Set exercise: Repeat exactly the lines of the listing from the line containing "Could you please point to the fence" through its last line, and nothing beyond them.

Data provided:

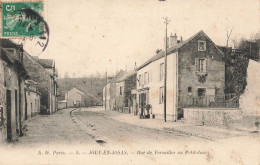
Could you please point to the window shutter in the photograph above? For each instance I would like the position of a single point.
(197, 64)
(207, 65)
(150, 76)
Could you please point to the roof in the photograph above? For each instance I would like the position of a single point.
(7, 43)
(34, 60)
(77, 91)
(175, 48)
(46, 63)
(13, 59)
(126, 75)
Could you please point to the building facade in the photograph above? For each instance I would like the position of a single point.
(106, 96)
(12, 100)
(32, 99)
(75, 96)
(46, 80)
(124, 98)
(195, 75)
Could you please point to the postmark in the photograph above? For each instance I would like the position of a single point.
(22, 19)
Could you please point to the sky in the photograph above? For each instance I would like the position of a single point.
(91, 37)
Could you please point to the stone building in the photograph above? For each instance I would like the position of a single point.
(195, 74)
(124, 87)
(32, 99)
(12, 100)
(106, 96)
(109, 91)
(45, 77)
(76, 97)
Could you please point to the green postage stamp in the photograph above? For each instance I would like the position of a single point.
(22, 19)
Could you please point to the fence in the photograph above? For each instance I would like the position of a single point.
(229, 101)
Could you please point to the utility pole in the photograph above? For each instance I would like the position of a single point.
(106, 92)
(166, 21)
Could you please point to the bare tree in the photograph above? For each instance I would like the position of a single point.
(228, 32)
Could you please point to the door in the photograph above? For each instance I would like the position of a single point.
(8, 111)
(143, 102)
(26, 113)
(16, 112)
(201, 97)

Task solution:
Could you please point to the fence in the photograph above? For each instance I would like the position of a single point.
(229, 101)
Could you please point to the utility pole in the photograph above? For each instance I would like the position of a single point.
(106, 92)
(166, 21)
Could you please point to the bare tree in the photograph above? For each instance I would like the position of a single point.
(228, 32)
Could you please point to the door in the photograph above? For each instance I would like the position of a single point.
(8, 111)
(143, 102)
(26, 113)
(16, 112)
(201, 97)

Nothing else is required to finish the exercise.